本文抜粋:
8.能力不安の現代社会 ―批判されつつ使われ続ける学歴―
1.能力不安
前回、近代は伝統の絶対性が崩れた社会で、伝統に代わる仕組みや行動の理由である「能力」は権威を持ちながら疑いや検証にさらされ、修正や淘汰が繰り返されてきたことを述べました。
今回は前回を踏まえて、現代社会で人々が抱える自分の能力に対する不安、「能力不安」と学歴に焦点を当てます。
人々は「自分には能力がないんじゃないか」という問いを自らに発する状態になりがちです。こうした状態を中村(2018)は「能力不安」と称しています。
能力不安は、伝統的な身分では「自分の社会的位置の正当性」を示せなくなった、近代になり生じたものです。自分は社会に認められる能力があるのか気になる、能力が自分のアイデンティティになるのは近代だからこそです。
そして、かつて能力に関するアイデンティティの代表として機能していたのが学歴です。今や、学歴には能力不安を埋めるようなかつての社会的信頼がありません。一方で、学歴は使われ続けています。

元データ:
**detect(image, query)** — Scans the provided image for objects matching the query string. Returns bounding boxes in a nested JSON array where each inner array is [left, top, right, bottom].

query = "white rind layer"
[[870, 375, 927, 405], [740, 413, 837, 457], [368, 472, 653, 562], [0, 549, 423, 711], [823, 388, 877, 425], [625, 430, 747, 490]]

取り組む課題:
能力不安と学歴を論じた本文を、最後の文の直後から書き継ぎなさい。

以下が解答:
近代から現代へ至る経緯を見て、能力不安が拡大する現代の構造を捉えていきましょう。
2.教育拡大と能力不安
かつて、学歴が能力についてのアイデンティティの代表であることができたのは、高等教育を受けられる人が限られていたためです。大学を出たということだけで希少価値があり、多くの他者より能力があると示せたのです。
しかし、高等教育の拡充に伴い、多くの人が高校そして大学に通えるようになります。このことを「高等教育の大衆化」と言います。多くの人が通えるようになって、通ったことの希少価値がなくなります。
それだけではありません。より多くの人が教育内容や上級学校での教育の実態を知ることになるのです。かつて遠い存在で批判しようがなかった高等教育を、(自己)批判可能な層が厚くなっていきます。すると、制度への批判や問い直しが高まります。雲の上の存在ではなくなり、大衆に現実的なものとなったのです。
社会での高等教育システムの普及は、段階的に進むと言われます(トロウ・モデル:Trow1973)。進学率15%未満の社会を「エリート」、15~50%を「マス」、50%以上を「ユニバーサル」段階と呼びます。大学進学がエリート層に限られている社会から、大衆(マス)が大学進学する社会に変化していきます。
日本では1960年代にマス段階を迎えました。学歴社会への批判が大きくなったのもこの頃とされています(苅谷1995)。教育の普及に伴う必然の流れ、ということですね。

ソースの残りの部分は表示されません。